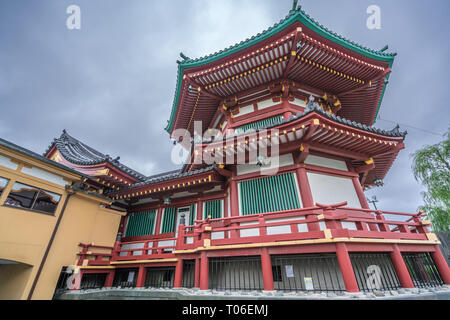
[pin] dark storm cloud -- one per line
(111, 84)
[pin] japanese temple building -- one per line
(282, 146)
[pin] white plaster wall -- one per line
(266, 104)
(245, 110)
(284, 160)
(299, 102)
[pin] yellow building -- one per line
(45, 213)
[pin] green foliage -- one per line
(431, 166)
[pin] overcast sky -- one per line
(111, 84)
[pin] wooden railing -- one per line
(319, 222)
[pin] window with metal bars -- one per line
(3, 183)
(141, 224)
(168, 222)
(422, 269)
(269, 194)
(213, 209)
(93, 280)
(33, 198)
(125, 277)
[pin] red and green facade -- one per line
(307, 98)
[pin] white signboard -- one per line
(309, 284)
(290, 271)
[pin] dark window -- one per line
(3, 183)
(24, 196)
(276, 272)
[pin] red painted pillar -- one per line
(266, 266)
(197, 273)
(306, 194)
(204, 271)
(178, 282)
(400, 268)
(441, 264)
(109, 279)
(141, 277)
(346, 268)
(362, 201)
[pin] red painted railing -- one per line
(319, 222)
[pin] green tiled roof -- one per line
(292, 17)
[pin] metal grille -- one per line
(269, 194)
(213, 209)
(125, 278)
(93, 280)
(374, 271)
(188, 273)
(307, 273)
(140, 223)
(235, 273)
(261, 124)
(192, 214)
(160, 277)
(422, 269)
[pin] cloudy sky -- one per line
(111, 84)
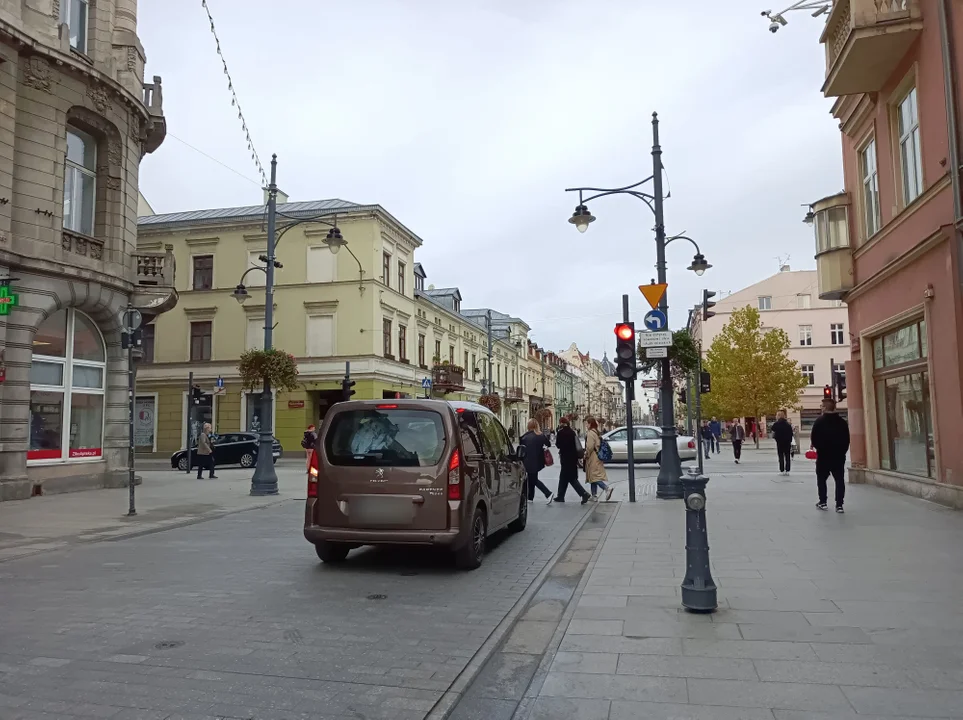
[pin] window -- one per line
(147, 346)
(911, 163)
(870, 177)
(67, 380)
(73, 14)
(203, 272)
(386, 337)
(837, 334)
(201, 333)
(80, 181)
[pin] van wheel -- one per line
(519, 523)
(469, 556)
(332, 553)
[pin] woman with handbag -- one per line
(537, 456)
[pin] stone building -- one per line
(76, 118)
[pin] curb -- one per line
(446, 703)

################

PROBLEM DESCRIPTION: Omit the pictures and please write out exactly the lines between the one containing "[pin] red and green facade -- one per line" and the last line of the entries, both included.

TASK SOLUTION:
[pin] red and green facade -- one per line
(307, 98)
[pin] white signboard -- one per line
(309, 284)
(290, 271)
[pin] dark window -- one per line
(3, 183)
(24, 196)
(276, 272)
[pin] red painted pillar -- one per line
(266, 266)
(197, 273)
(306, 194)
(204, 271)
(178, 282)
(400, 268)
(441, 264)
(109, 279)
(141, 277)
(346, 268)
(362, 201)
[pin] red painted railing -- one per line
(319, 222)
[pin] green tiled roof -- one per line
(292, 17)
[pin] metal grille -- one per line
(269, 194)
(213, 209)
(125, 278)
(93, 280)
(374, 271)
(188, 273)
(307, 273)
(140, 223)
(235, 273)
(261, 124)
(192, 214)
(160, 277)
(422, 269)
[pin] cloudy sky -- one per line
(111, 84)
[pin] window -- one per line
(147, 346)
(911, 163)
(870, 177)
(67, 380)
(73, 14)
(203, 272)
(386, 337)
(837, 334)
(201, 333)
(80, 181)
[pin] van wheel -- one per line
(519, 523)
(469, 556)
(332, 553)
[pin] woman with handbag -- one per line
(537, 456)
[pin] stone building -- one per line
(76, 118)
[pin] curb -- one per line
(446, 703)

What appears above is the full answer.